------ Excerpt ------

Home

Your premium source for custom modification services for phpBB

  logo

HomeForumsBlogMOD ManagerFAQSearchRegisterLogin

Comments March 9, 2008

Search Tweak: Page 2 Not Found

Filed under: Search, phpBB — Dave Rathbun @ 3:11 am CommentsComments (3) 

I have had frequent complaints from folks on my biggest board regarding the search results. It seems that for many users page two (and beyond) was not available. Frankly, I was stumped. I worked with some users to verify that they have cookie settings that work and to ensure that their search session was not timing out. I checked (and tweaked) the code that clears out old search sessions to make sure their search results were not being truncated too early. The main thing was, I was never able to reproduce the error. That makes it very frustrating when trying to debug and fix an issue.

It turns out that the root cause had nothing to do with a cookie or session problem. The cause was that these users were running searches that returned a huge number of posts or topics. I figured that out by looking at the MySQL query logs and noted something specific to this issue.

Why should the number of resulting posts matter if I am only trying to go to page 2? Shouldn’t it be an issue only if I am trying to view page 800 instead?

First, nobody is going to read 800+ pages of search results. It’s not going to happen. :) But let’s suppose that someone was going to read through all of those pages. How is that information managed from one session to the next? Meaning, just how does someone get to page 2 without passing the entire list of topics on the URL?

There is a table named phpbb_search_results that is used to contain the results of the search. Makes sense, right? :-) The search results table has a very simple structure. It contains the session_id, the search_id, and the search_array column which is text. The session_id is used to clear out old search results after a session has expired. The search_id is either a text string like “unanswered” or “egosearch” (my personal favorite) or a numeric key like the following URL:

search.php?search_id=1605853721&start=25

The search_id in that prior URL is used to look up the results from the user’s search, skip the first 25 topics (or posts), and start from there. That would be page 2. And that would fail in many cases.

Why Page Two Fails

The reason page 2 fails is right there in the table definition, but it helps to know a bit more about how the search_array field is used. Simply put, there are tons of options that a user may select on a search. Those include sort options, topics or posts, search topic title or message body, search for a forum, and so on. There are way too many options to pass on a URL. So as the search is performed, these values are all serialized and stored in the text field. Here is the code from 2.0.22 search.php:

for($i = 0; $i < count($store_vars); $i++)
{
	$store_search_data[$store_vars[$i]] = $$store_vars[$i];
}

$result_array = serialize($store_search_data);

If you want to see some examples, use phpMyAdmin (or something similar) and you'll see what goes into that column in the table.

The search_array column format is text. A text column in MySQL stores 64K, or 65,536 characters of data. That column does not just store all of the search options selected. It also includes the topic or post ID values that matched the search. So here is the problem: It is entirely possible to return more search values than will fit in the text field!

------ Supplied information ------

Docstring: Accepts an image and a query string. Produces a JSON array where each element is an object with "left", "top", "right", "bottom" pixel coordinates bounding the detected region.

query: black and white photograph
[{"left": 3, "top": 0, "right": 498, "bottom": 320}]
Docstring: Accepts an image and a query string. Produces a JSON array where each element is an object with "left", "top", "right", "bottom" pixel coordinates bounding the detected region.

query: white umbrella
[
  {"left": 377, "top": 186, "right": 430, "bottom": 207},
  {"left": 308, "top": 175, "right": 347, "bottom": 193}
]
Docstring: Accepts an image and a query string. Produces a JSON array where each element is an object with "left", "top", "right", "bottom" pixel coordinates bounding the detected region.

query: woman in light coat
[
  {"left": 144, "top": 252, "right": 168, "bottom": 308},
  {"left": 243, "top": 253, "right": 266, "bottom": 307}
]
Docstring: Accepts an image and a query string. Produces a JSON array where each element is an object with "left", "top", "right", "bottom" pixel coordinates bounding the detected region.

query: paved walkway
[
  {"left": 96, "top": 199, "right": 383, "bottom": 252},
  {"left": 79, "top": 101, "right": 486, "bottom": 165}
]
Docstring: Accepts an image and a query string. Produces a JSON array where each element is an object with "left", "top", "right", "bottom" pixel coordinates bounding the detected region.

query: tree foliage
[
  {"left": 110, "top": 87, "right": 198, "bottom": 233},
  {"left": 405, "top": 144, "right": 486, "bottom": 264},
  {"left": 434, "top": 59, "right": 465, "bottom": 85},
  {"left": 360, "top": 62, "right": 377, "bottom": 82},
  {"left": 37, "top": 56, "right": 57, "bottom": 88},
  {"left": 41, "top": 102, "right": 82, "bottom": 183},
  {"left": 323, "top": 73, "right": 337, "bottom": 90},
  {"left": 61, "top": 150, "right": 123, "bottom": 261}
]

------

# Tasks:
1. In the phpBB search post, how much data can a MySQL text column store?
2. Pick up the phpBB search post at the point where it ends and keep writing it.

# Results for each task:
1. 64K, or 65,536 characters.

2.
Simple Example of a Broken Search

Suppose that I do a search for posts. Suppose that on the board being used that all of the post_id values are all 5 digits in length. The post_id values are separated by ", " in the search_array text field. That means every post_id takes 7 characters of space. (That would be five characters for the post_id, one for the comma, and one for the trailing space for a total of 7.) Now suppose that a search for a common sequence of words returns 10,000 posts or perhaps even more. If I take 10,000 * 7, well, that's 70,000 characters of data. It will not fit into a text field.

First Fix

I have two fixes to suggest for this if you are seeing this behavior on your board. First, remove the space. There is nothing different between this:

AND p.post_id in (1,2,3,4)

and this:

AND p.post_id in (1, 2, 3, 4)

The extra space is cosmetic. It does not change the results. But does it help to remove it? Take my earlier example where I had 10,000 posts and 7 characters for each. By removing the space, I will reduce the amount of data that I am trying to store by 10,000 characters, dropping me from 70,000 (too many) down to 60,000. That just might fit. If you look in search.php you will find a number of places where this code exists:

WHERE post_id IN (" . implode(", ", $search_id_chunks[$i]) . ")

Simply change the implode "glue" from ", " to "," and you're done. You'll have to do this in a number of places to get them all. Frankly I would do this even if you are not having problems with search results being too big, as there is less data to push around.

Second Fix

Even after you do this you might still get some searches that are too big. It turns out that the phpBB2 developers were aware of this issue and there is code in place to take care of it. In phpBB2 2.0.22 it exists but is commented out so that it doesn't get executed. Here is the code I am talking about:

//
// Limit the character length (and with this the results displayed at all following pages) to prevent
// truncated result arrays. Normally, search results above 12000 are affected.
// - to include or not to include
/*
$max_result_length = 60000;
if (strlen($search_results) > $max_result_length)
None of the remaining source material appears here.